__Task instructions__.
Find the line with "The function MUST provide one point per instance of the building" and the line with "The function MUST provide one point per instance of the operator" in the entries below; output exactly those two lines, every line between them, and no others.

(Point-per-instance localization data)
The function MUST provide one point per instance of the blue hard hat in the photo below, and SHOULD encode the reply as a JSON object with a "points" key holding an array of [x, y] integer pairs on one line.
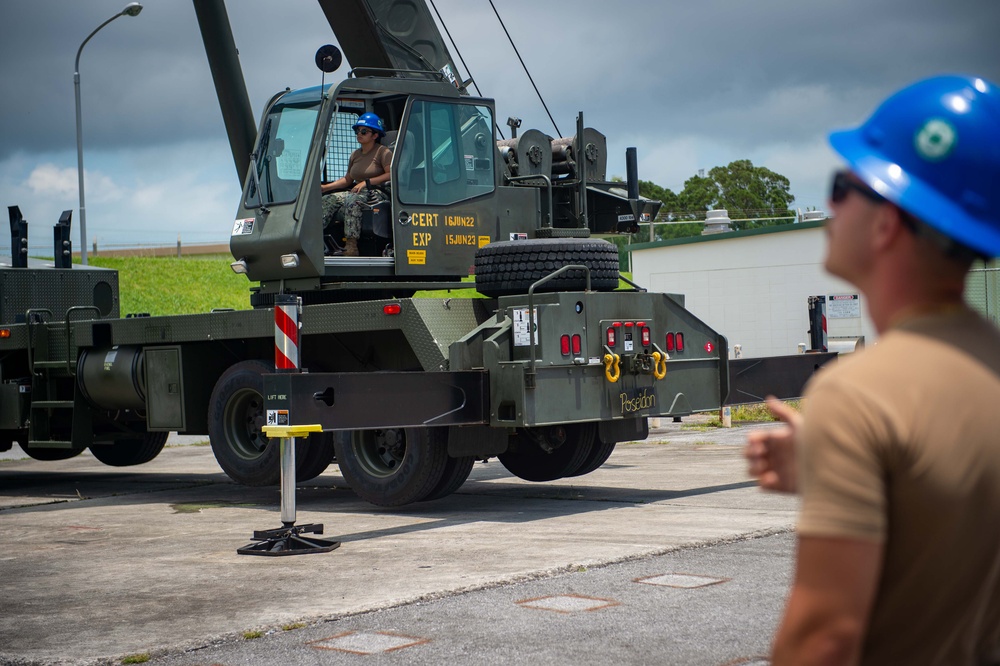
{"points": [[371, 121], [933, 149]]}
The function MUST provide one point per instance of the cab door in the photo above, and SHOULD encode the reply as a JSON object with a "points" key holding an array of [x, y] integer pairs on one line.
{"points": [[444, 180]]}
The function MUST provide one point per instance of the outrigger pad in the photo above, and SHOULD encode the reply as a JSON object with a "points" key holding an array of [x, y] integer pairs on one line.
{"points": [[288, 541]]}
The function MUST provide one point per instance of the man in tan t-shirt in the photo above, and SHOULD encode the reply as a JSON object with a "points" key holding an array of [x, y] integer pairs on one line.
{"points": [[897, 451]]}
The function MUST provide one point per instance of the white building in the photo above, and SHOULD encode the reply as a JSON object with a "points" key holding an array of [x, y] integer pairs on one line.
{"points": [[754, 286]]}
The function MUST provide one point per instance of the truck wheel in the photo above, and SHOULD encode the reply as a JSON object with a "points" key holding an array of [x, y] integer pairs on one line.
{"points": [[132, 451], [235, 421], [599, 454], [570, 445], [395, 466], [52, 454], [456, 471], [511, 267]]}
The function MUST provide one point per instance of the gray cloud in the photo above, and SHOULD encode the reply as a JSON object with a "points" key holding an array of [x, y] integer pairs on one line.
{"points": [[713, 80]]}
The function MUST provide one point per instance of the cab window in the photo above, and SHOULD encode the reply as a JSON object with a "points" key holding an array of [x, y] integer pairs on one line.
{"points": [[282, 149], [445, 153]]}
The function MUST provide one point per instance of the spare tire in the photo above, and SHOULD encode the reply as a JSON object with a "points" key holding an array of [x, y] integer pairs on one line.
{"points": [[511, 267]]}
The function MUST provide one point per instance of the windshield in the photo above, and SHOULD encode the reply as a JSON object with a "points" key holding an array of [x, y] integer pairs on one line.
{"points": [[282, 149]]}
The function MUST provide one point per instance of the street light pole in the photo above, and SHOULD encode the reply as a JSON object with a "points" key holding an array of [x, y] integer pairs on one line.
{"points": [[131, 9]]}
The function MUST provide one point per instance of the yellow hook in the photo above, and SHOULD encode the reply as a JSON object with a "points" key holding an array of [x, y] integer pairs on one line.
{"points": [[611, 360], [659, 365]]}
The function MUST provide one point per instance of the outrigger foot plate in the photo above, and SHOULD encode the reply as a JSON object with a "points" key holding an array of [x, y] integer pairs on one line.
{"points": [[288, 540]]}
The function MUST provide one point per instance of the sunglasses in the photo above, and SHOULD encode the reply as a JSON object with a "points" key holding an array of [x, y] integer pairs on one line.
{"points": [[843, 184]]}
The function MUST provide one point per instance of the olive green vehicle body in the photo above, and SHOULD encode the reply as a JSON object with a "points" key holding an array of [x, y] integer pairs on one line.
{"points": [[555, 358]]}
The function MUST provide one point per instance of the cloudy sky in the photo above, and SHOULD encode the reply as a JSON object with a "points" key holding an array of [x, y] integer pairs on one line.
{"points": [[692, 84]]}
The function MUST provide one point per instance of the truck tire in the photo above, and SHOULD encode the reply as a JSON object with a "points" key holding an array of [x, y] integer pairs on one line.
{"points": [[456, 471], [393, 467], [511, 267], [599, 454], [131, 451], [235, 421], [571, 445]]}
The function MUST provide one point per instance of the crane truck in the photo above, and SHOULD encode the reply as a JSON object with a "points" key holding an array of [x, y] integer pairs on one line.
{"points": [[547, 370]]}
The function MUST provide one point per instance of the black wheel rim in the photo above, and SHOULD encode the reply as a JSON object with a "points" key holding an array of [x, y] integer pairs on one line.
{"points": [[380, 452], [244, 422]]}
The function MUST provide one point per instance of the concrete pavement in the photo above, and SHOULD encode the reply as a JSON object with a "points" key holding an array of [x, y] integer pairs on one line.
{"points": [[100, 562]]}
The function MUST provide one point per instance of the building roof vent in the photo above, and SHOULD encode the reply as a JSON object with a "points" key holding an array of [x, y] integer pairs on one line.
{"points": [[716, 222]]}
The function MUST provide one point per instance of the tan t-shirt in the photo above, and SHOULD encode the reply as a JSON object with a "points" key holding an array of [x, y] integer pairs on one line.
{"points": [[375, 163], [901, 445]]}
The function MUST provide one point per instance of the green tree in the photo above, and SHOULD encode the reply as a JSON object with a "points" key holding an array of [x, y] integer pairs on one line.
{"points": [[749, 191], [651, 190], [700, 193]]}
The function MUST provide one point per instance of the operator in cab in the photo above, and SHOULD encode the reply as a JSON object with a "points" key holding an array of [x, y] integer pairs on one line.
...
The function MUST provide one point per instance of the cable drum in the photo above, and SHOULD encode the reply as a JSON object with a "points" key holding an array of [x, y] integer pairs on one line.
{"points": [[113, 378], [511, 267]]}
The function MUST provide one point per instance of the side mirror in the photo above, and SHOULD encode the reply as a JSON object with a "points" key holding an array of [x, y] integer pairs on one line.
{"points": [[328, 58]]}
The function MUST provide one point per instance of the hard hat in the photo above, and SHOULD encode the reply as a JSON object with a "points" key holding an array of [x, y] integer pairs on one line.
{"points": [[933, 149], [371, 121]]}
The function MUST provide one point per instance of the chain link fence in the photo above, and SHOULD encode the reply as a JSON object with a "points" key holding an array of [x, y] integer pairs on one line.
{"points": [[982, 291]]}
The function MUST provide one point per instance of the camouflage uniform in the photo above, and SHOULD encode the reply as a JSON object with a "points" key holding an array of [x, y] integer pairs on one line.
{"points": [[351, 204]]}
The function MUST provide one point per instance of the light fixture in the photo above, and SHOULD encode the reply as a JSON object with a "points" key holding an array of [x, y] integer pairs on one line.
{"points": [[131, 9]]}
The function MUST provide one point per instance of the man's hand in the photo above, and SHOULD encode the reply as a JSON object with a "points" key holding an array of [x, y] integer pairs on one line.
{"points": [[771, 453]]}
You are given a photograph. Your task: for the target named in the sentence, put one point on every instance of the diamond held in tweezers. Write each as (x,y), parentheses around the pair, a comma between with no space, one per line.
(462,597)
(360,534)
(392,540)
* * *
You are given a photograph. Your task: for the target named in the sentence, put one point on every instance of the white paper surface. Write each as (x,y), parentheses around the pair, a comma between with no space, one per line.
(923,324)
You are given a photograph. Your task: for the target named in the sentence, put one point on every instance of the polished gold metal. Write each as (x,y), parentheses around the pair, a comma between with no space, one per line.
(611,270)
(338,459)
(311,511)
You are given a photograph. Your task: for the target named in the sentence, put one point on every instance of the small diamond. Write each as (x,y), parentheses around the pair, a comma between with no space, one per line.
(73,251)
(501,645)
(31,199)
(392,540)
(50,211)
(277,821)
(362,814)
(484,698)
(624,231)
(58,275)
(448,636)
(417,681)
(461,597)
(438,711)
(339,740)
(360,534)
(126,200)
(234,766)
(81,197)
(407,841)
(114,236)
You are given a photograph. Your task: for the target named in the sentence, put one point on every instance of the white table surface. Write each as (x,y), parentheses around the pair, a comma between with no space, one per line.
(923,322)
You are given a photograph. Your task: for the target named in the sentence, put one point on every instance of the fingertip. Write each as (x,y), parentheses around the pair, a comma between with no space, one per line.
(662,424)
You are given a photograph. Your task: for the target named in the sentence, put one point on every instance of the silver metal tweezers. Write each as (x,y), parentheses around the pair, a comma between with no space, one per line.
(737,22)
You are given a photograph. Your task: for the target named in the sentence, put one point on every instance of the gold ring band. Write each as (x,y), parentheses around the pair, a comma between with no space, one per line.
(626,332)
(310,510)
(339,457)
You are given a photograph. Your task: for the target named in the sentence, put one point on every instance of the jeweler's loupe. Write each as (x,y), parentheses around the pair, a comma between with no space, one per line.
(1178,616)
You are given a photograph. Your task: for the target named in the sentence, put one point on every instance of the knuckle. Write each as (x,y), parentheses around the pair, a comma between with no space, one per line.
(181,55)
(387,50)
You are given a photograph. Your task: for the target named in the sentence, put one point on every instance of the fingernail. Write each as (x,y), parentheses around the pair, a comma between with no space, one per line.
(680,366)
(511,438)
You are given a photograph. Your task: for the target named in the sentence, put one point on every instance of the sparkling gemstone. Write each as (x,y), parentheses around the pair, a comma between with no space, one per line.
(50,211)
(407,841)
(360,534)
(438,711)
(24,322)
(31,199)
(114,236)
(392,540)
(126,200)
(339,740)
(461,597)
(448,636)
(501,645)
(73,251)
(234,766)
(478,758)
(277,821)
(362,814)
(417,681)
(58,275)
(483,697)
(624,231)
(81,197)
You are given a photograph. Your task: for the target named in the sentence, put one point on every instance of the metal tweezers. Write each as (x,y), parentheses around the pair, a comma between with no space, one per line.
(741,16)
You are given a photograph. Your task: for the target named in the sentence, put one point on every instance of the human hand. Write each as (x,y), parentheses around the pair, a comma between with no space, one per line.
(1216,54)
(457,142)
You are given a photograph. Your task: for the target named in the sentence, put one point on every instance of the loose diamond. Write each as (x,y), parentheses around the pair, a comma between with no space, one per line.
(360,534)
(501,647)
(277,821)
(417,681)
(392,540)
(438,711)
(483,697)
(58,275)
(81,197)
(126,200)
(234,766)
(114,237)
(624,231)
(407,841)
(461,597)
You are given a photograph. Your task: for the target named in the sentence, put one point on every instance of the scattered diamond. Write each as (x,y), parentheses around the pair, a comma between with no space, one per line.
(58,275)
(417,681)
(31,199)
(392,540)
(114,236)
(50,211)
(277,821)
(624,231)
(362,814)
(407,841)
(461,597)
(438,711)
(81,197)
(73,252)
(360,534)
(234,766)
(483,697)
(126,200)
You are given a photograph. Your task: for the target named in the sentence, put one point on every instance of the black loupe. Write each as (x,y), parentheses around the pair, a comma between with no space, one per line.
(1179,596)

__Written answer__.
The function MUST provide one point per instance of the building roof vent in the photo above, and SHOULD encode the reply as a JSON object with a "points" key holding an array of [x, y] integer pairs on one line.
{"points": [[716, 222]]}
The function MUST provide one point per instance of the tan t-shirt in the photo above, and SHOULD encode the reply as a JSON object with a "points" key holding an array of [x, y] integer pairs on one line.
{"points": [[375, 163], [901, 445]]}
The function MUST provide one point per instance of the green tree in the photo above, and SHOULD encode the reply as a JSON object with a "points" key holding an array of [x, y] integer pairs on one line.
{"points": [[749, 191], [651, 190], [700, 193]]}
The function MUST provide one point per instance of the operator in cab in the photo above, and SHOULD encode the reply as a JSON object with a "points" key holding an array of [x, y] integer pairs on one line.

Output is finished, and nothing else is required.